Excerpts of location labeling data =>
— start —
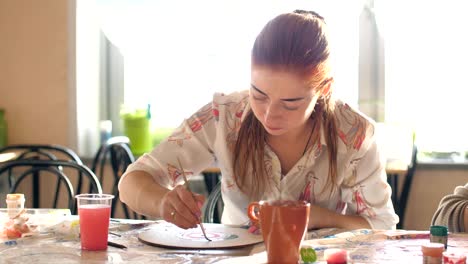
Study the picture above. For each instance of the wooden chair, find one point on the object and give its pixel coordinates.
(116, 152)
(49, 169)
(43, 152)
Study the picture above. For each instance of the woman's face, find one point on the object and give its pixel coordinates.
(281, 101)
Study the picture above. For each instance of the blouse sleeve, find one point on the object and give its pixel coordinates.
(367, 192)
(192, 143)
(451, 210)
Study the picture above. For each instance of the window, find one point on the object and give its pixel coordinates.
(426, 73)
(177, 54)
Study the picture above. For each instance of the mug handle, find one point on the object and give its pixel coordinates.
(253, 212)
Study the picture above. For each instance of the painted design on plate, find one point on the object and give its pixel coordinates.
(197, 235)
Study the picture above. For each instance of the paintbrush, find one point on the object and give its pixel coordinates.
(188, 189)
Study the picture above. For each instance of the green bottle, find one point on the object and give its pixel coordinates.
(3, 129)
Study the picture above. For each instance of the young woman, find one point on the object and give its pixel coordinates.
(453, 210)
(285, 138)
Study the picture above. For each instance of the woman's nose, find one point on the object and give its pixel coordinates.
(272, 112)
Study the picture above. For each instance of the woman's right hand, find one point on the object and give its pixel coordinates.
(182, 208)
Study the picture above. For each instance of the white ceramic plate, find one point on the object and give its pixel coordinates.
(222, 236)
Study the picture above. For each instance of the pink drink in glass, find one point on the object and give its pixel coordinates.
(94, 226)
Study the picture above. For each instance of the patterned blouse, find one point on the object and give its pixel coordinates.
(203, 140)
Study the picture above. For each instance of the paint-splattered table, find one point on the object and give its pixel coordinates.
(63, 246)
(363, 246)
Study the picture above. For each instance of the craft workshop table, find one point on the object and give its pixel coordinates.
(363, 246)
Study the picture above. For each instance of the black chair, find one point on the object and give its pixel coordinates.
(214, 205)
(43, 152)
(403, 200)
(23, 168)
(115, 151)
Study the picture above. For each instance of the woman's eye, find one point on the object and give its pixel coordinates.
(259, 98)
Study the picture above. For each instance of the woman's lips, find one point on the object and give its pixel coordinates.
(272, 128)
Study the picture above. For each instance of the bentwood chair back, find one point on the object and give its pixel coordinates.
(47, 171)
(43, 152)
(109, 164)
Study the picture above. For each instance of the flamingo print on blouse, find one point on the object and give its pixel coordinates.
(235, 110)
(174, 172)
(361, 203)
(200, 118)
(356, 133)
(179, 136)
(309, 191)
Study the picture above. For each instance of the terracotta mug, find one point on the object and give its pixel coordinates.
(283, 225)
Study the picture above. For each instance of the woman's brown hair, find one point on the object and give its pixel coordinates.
(295, 42)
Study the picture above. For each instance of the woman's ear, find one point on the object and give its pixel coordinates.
(326, 89)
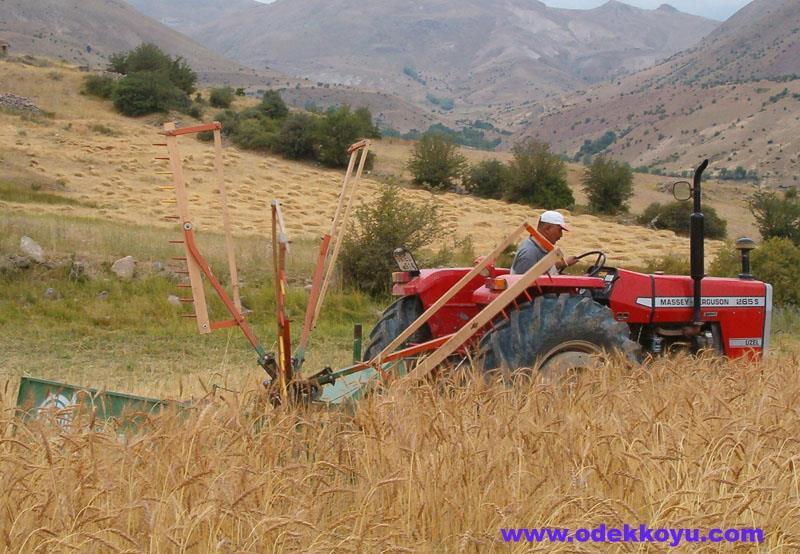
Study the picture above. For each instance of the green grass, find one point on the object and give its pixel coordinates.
— end —
WHAT IS NEEDED =>
Reproduce word for word the lines from the one containing "Study the picture above. For each instance of the bentwood" through the end of the entries, both ends included. Leave the pictures out.

SOLVED PROBLEM =>
Study the picture above. For each instance of the bentwood chair back, find one point on the object and give its pixel coordinates.
(47, 171)
(43, 152)
(109, 164)
Study the picture above. For each instance of the flamingo print on blouse, find one point on the object and give its pixel coordinates.
(235, 110)
(174, 172)
(361, 203)
(200, 118)
(356, 133)
(179, 136)
(309, 191)
Study the picture above. For each instance of the terracotta mug, find one point on the object and give its pixel coordinates.
(283, 225)
Study the picture above. For each instance of the woman's brown hair, find one point on the object and give its pixel coordinates.
(295, 42)
Study the picture above. For each instance of the woman's ear, find one point on the object and give its pixel coordinates.
(326, 89)
Study the picture above. For each instance of the green grass, find one point on the object and give its pixel coordinates.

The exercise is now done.